- **EXERCISE BRIEF**
The required answer is the data below, restated word for word with images omitted.

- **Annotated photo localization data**
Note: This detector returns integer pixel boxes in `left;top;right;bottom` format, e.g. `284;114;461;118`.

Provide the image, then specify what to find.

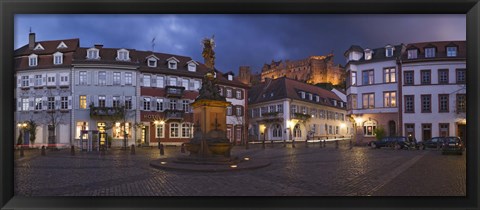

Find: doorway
142;126;149;146
422;124;432;141
457;124;466;146
388;120;396;136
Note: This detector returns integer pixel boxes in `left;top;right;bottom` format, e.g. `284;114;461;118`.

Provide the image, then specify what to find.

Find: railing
165;86;185;98
90;106;124;120
165;109;184;120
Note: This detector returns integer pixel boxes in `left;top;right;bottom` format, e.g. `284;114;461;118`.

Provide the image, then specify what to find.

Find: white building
248;77;351;142
400;41;466;142
345;44;406;144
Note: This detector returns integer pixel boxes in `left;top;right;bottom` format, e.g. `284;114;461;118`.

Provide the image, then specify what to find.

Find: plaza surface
14;142;466;196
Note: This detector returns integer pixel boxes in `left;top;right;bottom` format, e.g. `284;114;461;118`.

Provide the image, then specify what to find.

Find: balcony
165;86;185;98
165;109;184;120
90;106;124;120
291;112;312;121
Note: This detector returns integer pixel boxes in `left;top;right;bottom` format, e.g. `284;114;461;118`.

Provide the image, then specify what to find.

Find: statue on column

- **ANSWER SPACE**
Note: This detector returns integer pixel boxes in `left;top;right;bottom` format, e.g. `284;114;461;118`.

Provide the image, then specify what to find.


Find: doorway
142;126;149;146
422;124;432;141
457;124;466;146
388;120;396;136
Note: This detector returns integer pixel boxes in `left;top;right;bottom` format, e.g. `284;114;461;118`.

Provide the image, then specify what to find.

Find: railing
165;86;185;98
90;106;124;120
165;109;184;120
Note: This detector returns integer pixel boxes in `left;top;right;bottom` format, e.g. `284;114;461;118`.

Provide the image, then specify what to find.

Find: white building
248;77;351;142
400;41;466;142
345;44;406;144
Note: This detector returns integer pixel boxes in `left;top;right;bottom` format, e.g. `284;114;461;118`.

Provide the image, then specify what to find.

Find: plaza surface
14;142;466;196
Note: This detector returns integer pixel boxes in `left;top;right;bottom` format, e.g. `284;114;461;118`.

Provide the image, then specify what to find.

Find: balcony
165;86;185;98
165;109;184;120
90;106;124;120
291;112;312;121
Note: This detector returns integer pixel boxes in `left;top;right;bottom` format, e.g. `284;114;461;118`.

Provide the image, then specify what to find.

Find: statue on column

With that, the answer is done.